● RECORDED DATA
━━━━━━━━━━━━━━━━

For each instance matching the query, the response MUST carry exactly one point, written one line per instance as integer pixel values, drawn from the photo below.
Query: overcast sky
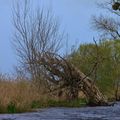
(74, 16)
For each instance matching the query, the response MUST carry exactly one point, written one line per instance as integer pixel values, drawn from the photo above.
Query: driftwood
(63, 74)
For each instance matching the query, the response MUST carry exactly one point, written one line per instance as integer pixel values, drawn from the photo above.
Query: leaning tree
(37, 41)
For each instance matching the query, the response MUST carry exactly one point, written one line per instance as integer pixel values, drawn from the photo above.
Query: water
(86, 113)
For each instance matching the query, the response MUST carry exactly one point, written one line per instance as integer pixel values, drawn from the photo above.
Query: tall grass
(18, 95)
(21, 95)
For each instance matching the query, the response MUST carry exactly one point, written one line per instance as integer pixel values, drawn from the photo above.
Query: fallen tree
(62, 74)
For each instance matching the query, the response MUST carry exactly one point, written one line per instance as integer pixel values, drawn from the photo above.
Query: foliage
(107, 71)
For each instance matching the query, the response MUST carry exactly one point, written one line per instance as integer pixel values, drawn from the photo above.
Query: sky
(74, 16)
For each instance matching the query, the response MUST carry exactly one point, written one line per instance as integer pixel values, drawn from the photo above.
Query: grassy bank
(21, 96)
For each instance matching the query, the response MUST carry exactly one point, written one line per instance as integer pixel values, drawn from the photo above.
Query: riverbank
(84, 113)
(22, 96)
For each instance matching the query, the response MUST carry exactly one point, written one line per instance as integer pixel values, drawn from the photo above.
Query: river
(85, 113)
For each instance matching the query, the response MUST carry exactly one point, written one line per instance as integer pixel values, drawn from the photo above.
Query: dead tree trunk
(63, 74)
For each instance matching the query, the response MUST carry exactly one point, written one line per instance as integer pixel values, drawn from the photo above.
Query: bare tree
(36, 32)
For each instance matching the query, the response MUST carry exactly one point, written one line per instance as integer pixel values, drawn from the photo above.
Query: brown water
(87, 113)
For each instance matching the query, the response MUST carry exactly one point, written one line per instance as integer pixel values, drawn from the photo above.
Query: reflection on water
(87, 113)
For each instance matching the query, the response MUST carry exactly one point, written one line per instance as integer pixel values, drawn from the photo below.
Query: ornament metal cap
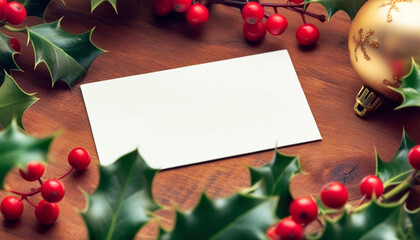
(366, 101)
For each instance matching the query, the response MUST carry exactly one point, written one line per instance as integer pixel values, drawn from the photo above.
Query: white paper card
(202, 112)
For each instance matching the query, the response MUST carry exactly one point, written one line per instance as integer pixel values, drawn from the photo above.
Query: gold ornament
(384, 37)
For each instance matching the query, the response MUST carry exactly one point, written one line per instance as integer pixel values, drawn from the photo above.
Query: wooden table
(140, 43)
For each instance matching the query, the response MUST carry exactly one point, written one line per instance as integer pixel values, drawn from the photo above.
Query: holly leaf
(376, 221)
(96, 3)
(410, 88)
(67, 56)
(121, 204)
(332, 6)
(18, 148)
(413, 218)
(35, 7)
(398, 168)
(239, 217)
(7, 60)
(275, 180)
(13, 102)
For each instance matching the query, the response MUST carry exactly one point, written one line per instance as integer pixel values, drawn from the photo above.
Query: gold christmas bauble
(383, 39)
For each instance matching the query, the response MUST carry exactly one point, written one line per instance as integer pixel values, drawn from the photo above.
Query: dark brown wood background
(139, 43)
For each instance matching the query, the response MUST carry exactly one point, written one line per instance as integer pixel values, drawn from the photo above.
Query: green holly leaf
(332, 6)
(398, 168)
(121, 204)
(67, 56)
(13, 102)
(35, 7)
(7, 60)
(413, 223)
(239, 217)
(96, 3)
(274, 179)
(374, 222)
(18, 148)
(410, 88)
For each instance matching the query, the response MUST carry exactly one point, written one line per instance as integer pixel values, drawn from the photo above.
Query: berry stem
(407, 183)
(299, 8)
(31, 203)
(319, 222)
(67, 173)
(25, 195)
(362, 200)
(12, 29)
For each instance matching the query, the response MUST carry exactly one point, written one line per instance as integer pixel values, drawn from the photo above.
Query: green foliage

━━━━━━━━━━━━━━━━

● TASK PROMPT
Please output every record above exactly. Leave the pictures out.

● FINAL ANSWER
For each instance matching the query, the response MUST carry exactly one point, written one line per instance as integer pixel values, drawn from the photo below.
Query: overcast sky
(74, 16)
For each instance matching the query, the response MUST carry exactly one point, written one line per instance as integer pixel values, drawn from the photo above.
Query: driftwood
(63, 74)
For each instance matching the query, the response MUST carry exactly one point, written one line per instance as integer pixel values, drawn from the photo above.
Query: leaning tree
(37, 41)
For each instance matching the query, the response MUST carry exactly one point, written one line per instance as integer pixel values, drawn from the photo above.
Query: water
(86, 113)
For each instance matching the query, the response MUST carry exactly one point, written one line per instance as integer pixel values, drawn from the photo above.
Query: tall grass
(18, 95)
(21, 95)
For each instance matching the query, the response MUST carry exactly one point, written one line per instance as integer pixel values, drawn from the photo above.
Query: fallen tree
(62, 74)
For each instance matching the query, the response MUST carry exactly one point, written one line per instance as integer pixel values, drawn from the photo above.
Query: foliage
(107, 71)
For each instance matching the query, the response MUST carry exactly one point, written one line per instance as integer pixel values, drawn from the photo above.
Query: sky
(74, 16)
For each instance matching the query, the response MUST carry exactly one point, written one line per instance as integer pixel values, drawn from the photo above.
Query: grassy bank
(21, 96)
For each instance matching the query, the response MUST carry exactly one point, written one line per instance as integer pixel values, drawn from the photo above.
Query: riverbank
(84, 113)
(22, 96)
For each instance matching the query, the response MUST carry exactly one point, written one line per instance as integer pixel values, drawn from the photo above.
Query: river
(85, 113)
For each instance matching the query, the response MUST carry exactly one point, written one line per instance as integer pixel values, drawn from the photo above.
Query: dead tree trunk
(63, 74)
For each instance matching the query, the response MUST carry exactly one point, written one line per instance as integer pixel values, drawn from the photo above.
Query: bare tree
(36, 32)
For each instance matching the query, the response MUST carry exactly one point, written one line per instance as integer pixel values, drawn from the photo above.
Query: brown water
(87, 113)
For each instance matching the query, the response MUST carry exactly one point, written one line per instance as integer pixel values, drawn from the photo above.
Query: reflection on water
(87, 113)
For each instance matching the query, the response MUST carry exactly one point, written one line per instance as integer pixel values, drawn from the photo below.
Query: ornament metal cap
(366, 101)
For each instance matching the query, the response MUST carry exactly one point, written one line per instance as integer pixel values, drawn from the photo above.
Query: white paper card
(202, 112)
For each instance matching the query, the response MUST carry exactly one point, written one line per instance as integer pixel values, drawn from the photo above.
Query: gold ornament
(384, 37)
For each instance matching the query, the response MUST carry exactly one point, written one line per instance as integer pixel values, drawn from the photo above.
Query: wooden table
(140, 43)
For each instance matching the query, the response MUST carry exactly one point, written one line per instance as integer pixel values, drawn from the photo above.
Query: holly leaf
(376, 221)
(96, 3)
(410, 88)
(67, 56)
(121, 204)
(332, 6)
(18, 148)
(413, 218)
(35, 7)
(398, 168)
(239, 217)
(7, 60)
(275, 180)
(13, 102)
For each instance matching the query, the response MUST carry exactly one point, written one line per instance as integer pixel values, drawn from the photo above.
Query: gold christmas bauble
(383, 39)
For each instance matching the query, the response MUST carry exactly one point, written one line per instance as integer pixel values, drawn from the photo above.
Query: dark brown wood background
(139, 43)
For each instance matching the query, the response MUST carry exactly one point, written one line per instance as integer pixel values, drawn from the photo above.
Query: green holly leaf
(332, 6)
(398, 168)
(121, 204)
(67, 56)
(13, 102)
(35, 7)
(7, 60)
(413, 223)
(239, 217)
(96, 3)
(274, 179)
(374, 222)
(18, 148)
(410, 88)
For each instance matching the query, the response MUST carry exactly one point, written one line per instance as integer pixel values, drawn from the photo above.
Query: berry stem
(407, 183)
(299, 8)
(31, 203)
(319, 222)
(67, 173)
(25, 195)
(362, 200)
(12, 29)
For each instance matching the query, the response MUST carry exactly one point, written one line per instance as integer pixel values, drawn from the photo above.
Query: green foliage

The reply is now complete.